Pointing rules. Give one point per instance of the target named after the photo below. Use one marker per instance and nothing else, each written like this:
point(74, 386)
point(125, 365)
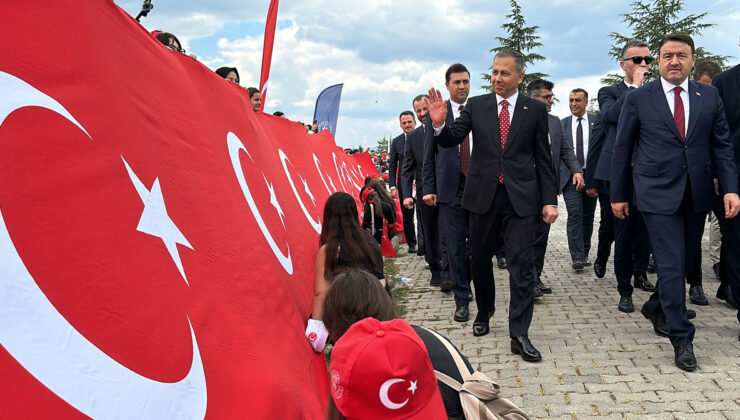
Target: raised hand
point(437, 107)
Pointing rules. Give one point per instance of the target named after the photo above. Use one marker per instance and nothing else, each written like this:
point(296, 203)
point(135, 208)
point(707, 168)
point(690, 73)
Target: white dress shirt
point(573, 131)
point(670, 97)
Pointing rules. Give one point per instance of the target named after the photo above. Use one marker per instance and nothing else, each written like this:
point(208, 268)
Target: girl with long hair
point(343, 243)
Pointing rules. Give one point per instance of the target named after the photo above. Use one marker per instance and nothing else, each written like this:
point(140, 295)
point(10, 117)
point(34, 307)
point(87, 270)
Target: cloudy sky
point(386, 52)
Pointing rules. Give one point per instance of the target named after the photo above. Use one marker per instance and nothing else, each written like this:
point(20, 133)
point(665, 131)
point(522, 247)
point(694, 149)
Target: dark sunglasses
point(638, 60)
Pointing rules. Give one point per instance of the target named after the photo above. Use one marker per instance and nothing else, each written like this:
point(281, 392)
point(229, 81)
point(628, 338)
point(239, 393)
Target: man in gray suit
point(577, 128)
point(568, 172)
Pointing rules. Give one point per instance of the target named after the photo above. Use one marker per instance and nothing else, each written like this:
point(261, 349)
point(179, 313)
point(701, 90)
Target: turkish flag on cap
point(157, 237)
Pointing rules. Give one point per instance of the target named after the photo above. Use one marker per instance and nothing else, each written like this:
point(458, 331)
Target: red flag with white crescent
point(157, 239)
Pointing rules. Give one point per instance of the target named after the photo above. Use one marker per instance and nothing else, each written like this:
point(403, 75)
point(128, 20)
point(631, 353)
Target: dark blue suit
point(580, 206)
point(429, 215)
point(672, 184)
point(631, 243)
point(398, 146)
point(565, 164)
point(728, 86)
point(441, 175)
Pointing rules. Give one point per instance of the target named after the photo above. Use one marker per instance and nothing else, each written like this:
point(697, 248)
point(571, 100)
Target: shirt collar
point(511, 99)
point(668, 86)
point(455, 105)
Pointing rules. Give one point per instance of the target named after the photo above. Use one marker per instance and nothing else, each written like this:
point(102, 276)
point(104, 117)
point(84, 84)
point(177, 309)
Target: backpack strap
point(479, 395)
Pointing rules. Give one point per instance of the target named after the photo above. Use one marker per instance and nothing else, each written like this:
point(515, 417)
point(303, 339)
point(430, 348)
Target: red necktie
point(503, 122)
point(464, 152)
point(679, 115)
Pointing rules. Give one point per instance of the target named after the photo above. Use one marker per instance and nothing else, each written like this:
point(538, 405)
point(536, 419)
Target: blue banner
point(327, 108)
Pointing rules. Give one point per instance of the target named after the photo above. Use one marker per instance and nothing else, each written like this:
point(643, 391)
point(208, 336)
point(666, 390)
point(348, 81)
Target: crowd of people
point(481, 177)
point(483, 174)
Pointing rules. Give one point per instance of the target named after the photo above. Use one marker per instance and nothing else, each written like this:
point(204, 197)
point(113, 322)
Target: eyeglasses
point(174, 48)
point(638, 60)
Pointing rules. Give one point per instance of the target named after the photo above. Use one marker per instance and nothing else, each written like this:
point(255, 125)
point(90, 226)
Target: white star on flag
point(273, 200)
point(307, 190)
point(413, 387)
point(155, 221)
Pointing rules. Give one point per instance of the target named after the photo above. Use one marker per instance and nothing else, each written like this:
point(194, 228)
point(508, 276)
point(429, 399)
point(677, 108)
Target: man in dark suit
point(444, 182)
point(631, 242)
point(510, 181)
point(578, 128)
point(672, 137)
point(728, 86)
point(411, 173)
point(398, 145)
point(567, 172)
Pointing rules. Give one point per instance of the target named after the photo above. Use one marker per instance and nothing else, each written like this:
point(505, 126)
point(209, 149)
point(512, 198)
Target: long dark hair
point(342, 228)
point(353, 295)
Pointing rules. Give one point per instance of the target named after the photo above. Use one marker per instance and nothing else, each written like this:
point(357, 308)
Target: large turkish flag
point(157, 237)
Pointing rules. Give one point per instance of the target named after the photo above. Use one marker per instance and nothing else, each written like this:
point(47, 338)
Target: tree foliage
point(650, 21)
point(520, 38)
point(383, 145)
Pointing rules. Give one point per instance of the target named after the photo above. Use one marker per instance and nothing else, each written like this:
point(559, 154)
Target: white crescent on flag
point(59, 356)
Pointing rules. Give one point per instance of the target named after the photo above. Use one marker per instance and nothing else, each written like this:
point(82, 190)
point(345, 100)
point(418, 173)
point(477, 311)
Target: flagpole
point(267, 49)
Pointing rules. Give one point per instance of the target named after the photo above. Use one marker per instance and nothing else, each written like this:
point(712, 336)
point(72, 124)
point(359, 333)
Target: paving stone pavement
point(597, 361)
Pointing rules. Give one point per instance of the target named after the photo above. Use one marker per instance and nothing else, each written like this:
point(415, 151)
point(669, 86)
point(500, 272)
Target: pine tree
point(650, 21)
point(521, 38)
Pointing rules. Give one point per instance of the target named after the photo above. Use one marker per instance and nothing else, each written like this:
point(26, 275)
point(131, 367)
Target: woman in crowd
point(229, 73)
point(256, 97)
point(379, 207)
point(354, 295)
point(343, 243)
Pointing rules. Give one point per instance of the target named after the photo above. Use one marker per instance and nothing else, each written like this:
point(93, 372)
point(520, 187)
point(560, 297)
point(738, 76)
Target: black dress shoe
point(685, 358)
point(436, 279)
point(652, 268)
point(599, 268)
point(537, 293)
point(642, 282)
point(625, 304)
point(725, 294)
point(521, 345)
point(697, 296)
point(461, 313)
point(545, 289)
point(660, 325)
point(480, 325)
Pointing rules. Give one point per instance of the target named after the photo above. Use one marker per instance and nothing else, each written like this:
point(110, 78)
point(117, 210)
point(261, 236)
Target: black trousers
point(606, 228)
point(518, 233)
point(408, 222)
point(631, 249)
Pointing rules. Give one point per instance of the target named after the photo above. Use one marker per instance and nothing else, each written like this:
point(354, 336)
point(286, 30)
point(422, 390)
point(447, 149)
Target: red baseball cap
point(381, 370)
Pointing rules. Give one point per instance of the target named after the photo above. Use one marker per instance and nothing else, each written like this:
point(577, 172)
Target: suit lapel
point(520, 114)
point(695, 101)
point(493, 125)
point(569, 129)
point(660, 103)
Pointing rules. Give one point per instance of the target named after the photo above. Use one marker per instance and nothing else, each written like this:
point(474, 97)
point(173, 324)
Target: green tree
point(650, 21)
point(520, 38)
point(383, 145)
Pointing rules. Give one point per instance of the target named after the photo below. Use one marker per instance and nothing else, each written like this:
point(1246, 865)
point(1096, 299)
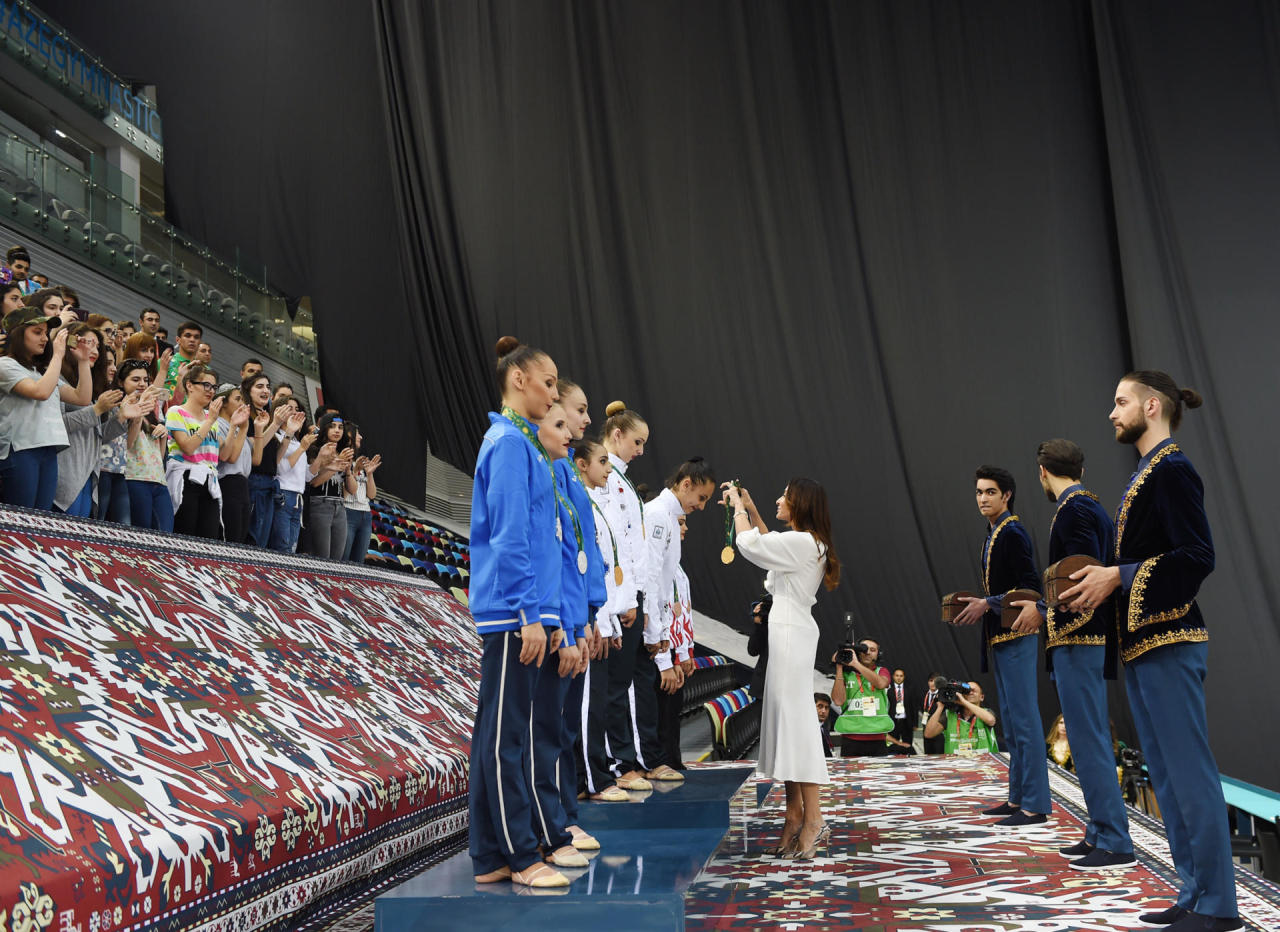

Exercise instructions. Copy every one of the records above word for word, leaving out the pictures.

Answer for the task.
Pointing rules. Give one point per instance of the target named after the photo below. Use one marker per instance and nothing else, each written like this:
point(74, 386)
point(125, 365)
Target: raised hand
point(437, 107)
Pointing rules. Give one point per instance of the target named after the photo above. Use one marker per instance and nothing else, each written like this:
point(296, 203)
point(135, 208)
point(707, 168)
point(690, 73)
Target: white dress shirt
point(573, 131)
point(670, 97)
Pointing rules. Give one point per instance of the target named after the photo above. Use one marker per instance and nothing else, each written like this:
point(208, 268)
Target: girl with long hair
point(343, 243)
Pointing rules. Give one point per instance of the target named after the photo above. Use one marker per instance and nothing else, each written like this:
point(140, 295)
point(10, 117)
point(34, 307)
point(87, 270)
Target: cloudy sky
point(386, 52)
Pointing rules. Give one point per instance of the target named after the photo above. Use one marker per instance and nothing else, each written like this:
point(20, 133)
point(665, 131)
point(522, 247)
point(694, 149)
Target: dark sunglasses
point(638, 60)
Pointing rules. Give one point per instance of the target named after the photo above. Use one marker per instance and nothing else, each written like this:
point(281, 392)
point(229, 81)
point(628, 338)
point(239, 393)
Target: man in gray suit
point(577, 128)
point(568, 172)
Pointing rules. Give one point per instance of the target named after the photo above. Use one marker per instance and nothing else, each written like this:
point(261, 349)
point(179, 313)
point(701, 90)
Target: turkish flag on cap
point(157, 237)
Pointing rules. Give one point per instance of the target named after the photo above. Use one marker per instance and nothing else, each written like this:
point(458, 331)
Target: red flag with white crescent
point(157, 239)
Pointing rules. Give one point per instance of the target named after the photo above. Use one marker per instance and nothing else, each written like this:
point(403, 75)
point(128, 20)
point(631, 353)
Target: dark blue suit
point(580, 206)
point(429, 215)
point(672, 184)
point(631, 243)
point(398, 146)
point(565, 164)
point(728, 86)
point(441, 175)
Pointing rules. Give one point per instance of the target named after the photo above. Use one marker per instance and nothing else, each written like this:
point(697, 248)
point(571, 100)
Target: shirt collar
point(511, 99)
point(668, 86)
point(455, 105)
Pointing rules. Give one point per instance of the target named after the photo above. Use one marker per instance and nothing else, each written like this:
point(102, 276)
point(104, 117)
point(84, 84)
point(177, 309)
Target: backpack strap
point(479, 395)
Pointing rules. Give one point per instance of the target named after the photo above. Use one marker per instance and nothing else, each written like this:
point(515, 417)
point(303, 339)
point(430, 348)
Target: red necktie
point(503, 122)
point(464, 152)
point(679, 115)
Pointing rules. Give one point per instance of the target named after the photo above. Use one marker per instance and nothing else, each written like this:
point(538, 405)
point(536, 419)
Target: blue banner
point(327, 108)
Pointing rules. Give one point per instance of the target named after the photo above. Use one marker per instance and nothing else, each written like this:
point(643, 391)
point(208, 336)
point(666, 390)
point(348, 81)
Target: crowd of people
point(481, 177)
point(483, 174)
Pointing rules. Give one point per instance of the target named after the photo above. Use one marker per instance and nothing else, each written like this:
point(204, 197)
point(113, 322)
Target: eyeglasses
point(174, 48)
point(638, 60)
Pointing rules. Give one point per instance of the target named after the photo above. Use one marker per instance and nothing else, each written like this:
point(255, 125)
point(90, 226)
Target: white star on flag
point(273, 200)
point(307, 190)
point(413, 387)
point(155, 221)
Pointing rules. Give one point per instance of the target named after the photo above. Use one marker per instance and nothing else, each written like this:
point(194, 228)
point(508, 276)
point(429, 399)
point(677, 108)
Target: man in dark suit
point(444, 182)
point(631, 242)
point(510, 181)
point(578, 128)
point(672, 137)
point(728, 86)
point(411, 173)
point(398, 145)
point(567, 172)
Pointing rules. Give one point per instance of the target named after the photo above. Use one marker per instance and nothing else, each written like this:
point(505, 126)
point(209, 149)
point(512, 198)
Target: long dark hair
point(342, 228)
point(353, 295)
Pointing rules. Give one point per instance of the target named after the photo above. Use one marker per instance and nothing else, each written like this:
point(357, 308)
Target: large turkish flag
point(157, 237)
Pointing rules. Give one point per instance of the target named after the photo above. Use one marker per instance and nothing else, each written like this:
point(47, 338)
Target: tree foliage
point(650, 21)
point(520, 38)
point(383, 145)
Pointing rules. Give one point per instance of the target named after the photo above. Use one marker per instance and nothing else, each written like this:
point(559, 154)
Target: white crescent on flag
point(59, 356)
Pointing rules. Give one point per instance of the target named after the photo above. Use one marker per instance and nothing else, each written like this:
point(82, 190)
point(345, 100)
point(418, 173)
point(477, 311)
Target: flagpole
point(267, 49)
Pointing rules. Give one point per instance of the target named after the photo above. Use one marker per instance and nothing else, each written like this:
point(712, 336)
point(72, 124)
point(359, 333)
Target: paving stone pavement
point(597, 361)
Pointing rules. Give one point per instance of the target named after the photo above. Use one marker per instance and nothing else, each written like this:
point(415, 151)
point(669, 86)
point(500, 272)
Target: pine tree
point(650, 21)
point(521, 38)
Pointing rules. Give one point per instance of the target named after the photo above. Use one marker per instance and nothing else, each written like this:
point(26, 275)
point(131, 367)
Target: woman in crowd
point(229, 73)
point(256, 97)
point(379, 207)
point(354, 295)
point(343, 243)
Pointing rules. Give one point per instance of the target named after the photo above. Use one marker per instance and nothing else, each written like this:
point(93, 372)
point(520, 187)
point(560, 297)
point(738, 76)
Target: black dress shoe
point(685, 358)
point(436, 279)
point(652, 268)
point(599, 268)
point(537, 293)
point(642, 282)
point(625, 304)
point(725, 294)
point(521, 345)
point(697, 296)
point(461, 313)
point(545, 289)
point(660, 325)
point(480, 325)
Pointing rules. Give one point per instance of the target named after the photo above. Use one marker per instance and nothing else, each written like this:
point(110, 78)
point(117, 210)
point(261, 236)
Target: black trousers
point(606, 228)
point(518, 233)
point(408, 222)
point(631, 249)
Pointing rules. Give one point per instance of the target named after the photo above. Use one marker per instance and nothing else, each written like this:
point(354, 336)
point(286, 30)
point(422, 390)
point(447, 149)
Target: red baseball cap
point(381, 370)
Pointing rules. Give one point per instance of the target named after the photo above. Use one marker per instance and nothing else, each written like this:
point(577, 172)
Target: suit lapel
point(520, 114)
point(695, 101)
point(493, 125)
point(569, 129)
point(660, 103)
Pointing rules. Give one point per instance of the target named after the photo above. Use one marker per instance and nothing else, each written like this:
point(474, 97)
point(173, 324)
Target: green tree
point(650, 21)
point(520, 38)
point(383, 145)
Pointing rules. Give one point per instance of the target named after the photo below. Use one marker per instance and nothing else, each written like this:
point(1246, 865)
point(1096, 299)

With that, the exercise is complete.